**Prompt A**. Write out the part of the Marian Cao biography starting at "She has developed" and ending at "co educative value.".
**Prompt B**. Continue the Marian Cao biography from its last sentence.

--- Document section Enclosed Below ---

She was President of the Asociación de Mujeres en las Artes Visuales (MAV) from 2012 until 2017, the goal of this organization is to improve the position of the woman in the Contemporary Art in Spain. She is the director of the investigation group, Research Group EARTDI, this group is a reference in the field of art and the psycho-social inclusion. She is the main researcher of Divercity, a European Community project created by the Complutense University of Madrid in collaboration with other institutions such as the Museum Thyssen, Intermediae, and other museums.

Marian Cao is promoter of the project on Gender and Museums since 2009 from the conjoint work of the team of the Institute of Feminist Investigations of the Complutense University of Madrid, with the Spanish Ministry of Culture, and the association eMujeres, which it results in the web Museos en Femenino, to form the personnel of museums and be used in the education by itineraries that analyze the art from perspective of gender (Didactic 2.0 Museums in feminine), at Museo del Prado, Museo Nacional Centro de Arte Reina Sofía, Museo Arqueológico Nacional y Museo del Traje. It is a tool to teach through itineraries that analyze art from a gender perspective.

She has developed projects on art and feminism, art therapy and art and social intervention. Besides, she has coordinated and she made workshops with migrants and people in risk of social exclusion. She has shared the coordination of workshops of inclusion with the researcher Noemí Martínez Díez and several workshops on feminism with the artist Marisa González programmed by MAV (Women in the Visual arts).

== Publications ==
She has published works related with art, inclusion, therapy and feminism. She is director of the collection 21 guías para Educación Primaria "Posibilidades de ser a través del arte", of the Editorial Eneida, that received in 2010, the Prize Rosa Regàs to educational material with co educative value.

Also, she is director of the magazine Arteterapia, Papeles de Arteterapia y educación Artística para la Inclusión Social (Service of Publications of the Universidad Complutense of Madrid) that spreads the possibilities of the art like road of psychosocial welfare.

Dialnet offer a list of her publications.

--- End of Enclosed Document section ---
--- Extracted information Enclosed Below ---

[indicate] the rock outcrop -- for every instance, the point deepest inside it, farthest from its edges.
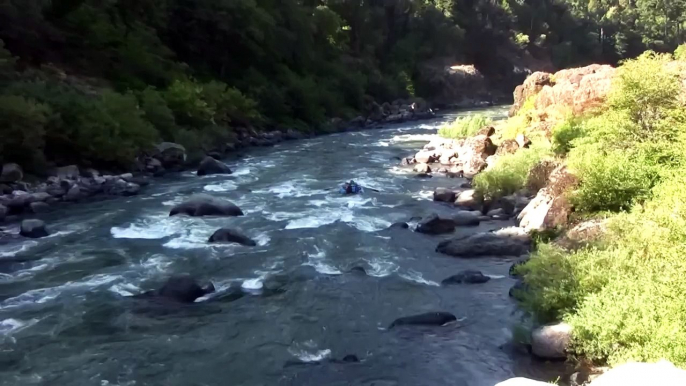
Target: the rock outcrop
(204, 205)
(551, 341)
(504, 242)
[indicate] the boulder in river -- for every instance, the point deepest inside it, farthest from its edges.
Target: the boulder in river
(39, 207)
(444, 195)
(551, 341)
(183, 289)
(468, 276)
(511, 241)
(426, 319)
(210, 165)
(228, 235)
(170, 154)
(434, 225)
(467, 218)
(204, 205)
(70, 172)
(422, 168)
(468, 200)
(11, 173)
(33, 229)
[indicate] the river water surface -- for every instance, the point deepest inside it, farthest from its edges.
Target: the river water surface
(67, 316)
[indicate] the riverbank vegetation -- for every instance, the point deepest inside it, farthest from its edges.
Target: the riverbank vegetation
(623, 293)
(96, 83)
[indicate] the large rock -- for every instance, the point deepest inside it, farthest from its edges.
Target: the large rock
(473, 153)
(183, 289)
(39, 207)
(425, 157)
(444, 195)
(434, 225)
(468, 276)
(11, 173)
(422, 168)
(204, 205)
(228, 235)
(467, 218)
(551, 341)
(170, 154)
(70, 172)
(551, 207)
(662, 373)
(468, 200)
(504, 242)
(32, 228)
(210, 165)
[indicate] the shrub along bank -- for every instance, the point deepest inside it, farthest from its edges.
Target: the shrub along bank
(624, 292)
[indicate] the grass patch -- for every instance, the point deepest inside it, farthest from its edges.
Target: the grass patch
(625, 293)
(509, 174)
(464, 126)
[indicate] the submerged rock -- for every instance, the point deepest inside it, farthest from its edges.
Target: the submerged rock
(467, 218)
(204, 205)
(444, 195)
(33, 229)
(11, 173)
(210, 165)
(426, 319)
(551, 341)
(228, 235)
(182, 289)
(505, 242)
(434, 225)
(468, 276)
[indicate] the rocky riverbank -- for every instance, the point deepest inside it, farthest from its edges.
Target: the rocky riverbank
(72, 184)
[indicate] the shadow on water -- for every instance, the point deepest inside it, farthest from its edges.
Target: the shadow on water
(67, 315)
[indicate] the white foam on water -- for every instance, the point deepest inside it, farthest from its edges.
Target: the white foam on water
(44, 295)
(11, 325)
(306, 356)
(294, 188)
(244, 170)
(225, 186)
(252, 284)
(423, 195)
(125, 289)
(417, 277)
(317, 260)
(413, 138)
(150, 228)
(262, 239)
(13, 249)
(369, 224)
(381, 268)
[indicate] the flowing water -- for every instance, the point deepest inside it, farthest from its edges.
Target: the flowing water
(67, 316)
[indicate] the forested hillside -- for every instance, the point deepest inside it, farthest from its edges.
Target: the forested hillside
(97, 81)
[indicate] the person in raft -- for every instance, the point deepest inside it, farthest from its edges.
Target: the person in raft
(351, 188)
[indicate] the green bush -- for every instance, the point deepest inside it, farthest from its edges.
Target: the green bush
(624, 297)
(23, 123)
(610, 180)
(509, 173)
(464, 126)
(564, 134)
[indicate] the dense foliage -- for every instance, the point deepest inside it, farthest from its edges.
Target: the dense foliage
(192, 70)
(624, 293)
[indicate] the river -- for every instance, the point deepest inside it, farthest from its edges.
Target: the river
(67, 318)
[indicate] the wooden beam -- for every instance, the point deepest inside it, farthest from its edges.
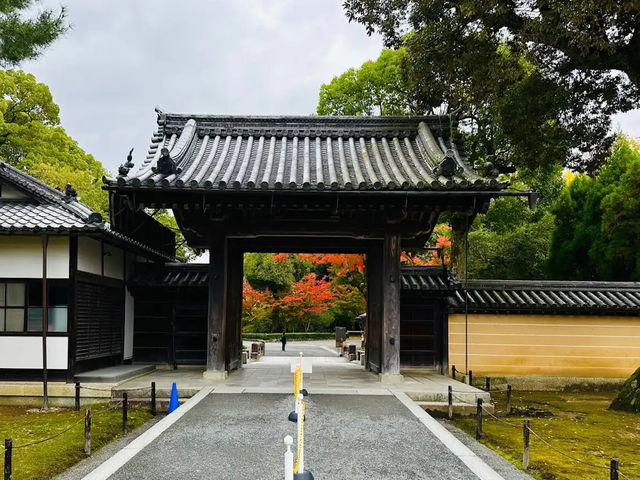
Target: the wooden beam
(390, 362)
(216, 337)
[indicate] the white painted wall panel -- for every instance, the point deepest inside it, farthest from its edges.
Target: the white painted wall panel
(89, 255)
(26, 352)
(113, 262)
(21, 257)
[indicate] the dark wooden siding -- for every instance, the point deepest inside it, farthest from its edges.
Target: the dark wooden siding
(417, 335)
(190, 334)
(170, 325)
(152, 328)
(99, 304)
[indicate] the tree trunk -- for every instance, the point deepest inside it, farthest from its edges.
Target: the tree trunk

--- End of Enclosed Extracted information ---

**Task result A**.
She has developed projects on art and feminism, art therapy and art and social intervention. Besides, she has coordinated and she made workshops with migrants and people in risk of social exclusion. She has shared the coordination of workshops of inclusion with the researcher Noemí Martínez Díez and several workshops on feminism with the artist Marisa González programmed by MAV (Women in the Visual arts).

== Publications ==
She has published works related with art, inclusion, therapy and feminism. She is director of the collection 21 guías para Educación Primaria "Posibilidades de ser a través del arte", of the Editorial Eneida, that received in 2010, the Prize Rosa Regàs to educational material with co educative value.

**Task result B**.
=== Other publications ===

==== Works ====
- Para qué el arte: reflexiones en torno al arte y su educación en tiempos de crisis. Marián López Fernández Cao. (Madrid) Fundamentos, 2015. ISBN 978-84-245-1288-0.
- Mulier me fecit: hacia un análisis feminista del arte y su educación. Marián López Fernández Cao. (Madrid) Horas y Horas, D.L. 2011. ISBN 978-84-96004-42-9.
- Memoria, ausencia e identidad: el arte como terapia. Marián López Fernández Cao. (Madrid) Eneida, 2011. ISBN 978-84-92491-82-7.
- Käthe Kollwitz: (1867–1945) Marián López Fernández Cao. Ediciones del Orto,1997. ISBN 84-7923-175-0.
- Arteterapia. Marián López Fdz. Cao, Martínez Díez, N. Editions tutor, 2006 ISBN 9788479025557.

==== Collaborations in collective works ====
- Arte, intervención y acción social: la creatividad transformadora. Coord. por Ana Carnacea Cruz, Ana Lozano Cámbara, 2013, ISBN 978-84-937730-2-1.
  1. De la función estética y pedagógica a la función social y terapeútica (arteterapia). Págs. 69–95. Marián López Fdz. Cao.
  2. Cómo hacer una sopa con piedras: el arte como herramienta de intervención y mediación social. Construyendo sociedades más creativas. Págs. 97–127. Marián López Fdz. Cao.
- Sociología y género. Coord. por Capitolina Díaz Martínez, Sandra Dema Moreno, 2013. ISBN 978-84-309-5810-8.
  1. El mundo del arte, la industria cultural y la publicidad desde la perspectiva de género. Págs.271-300. Marián López Fdz. Cao.
- Infancia, mercado y educación artística. Coord. por Ricardo Marín Viadel, 2011, ISBN 978-84-9700-658-3.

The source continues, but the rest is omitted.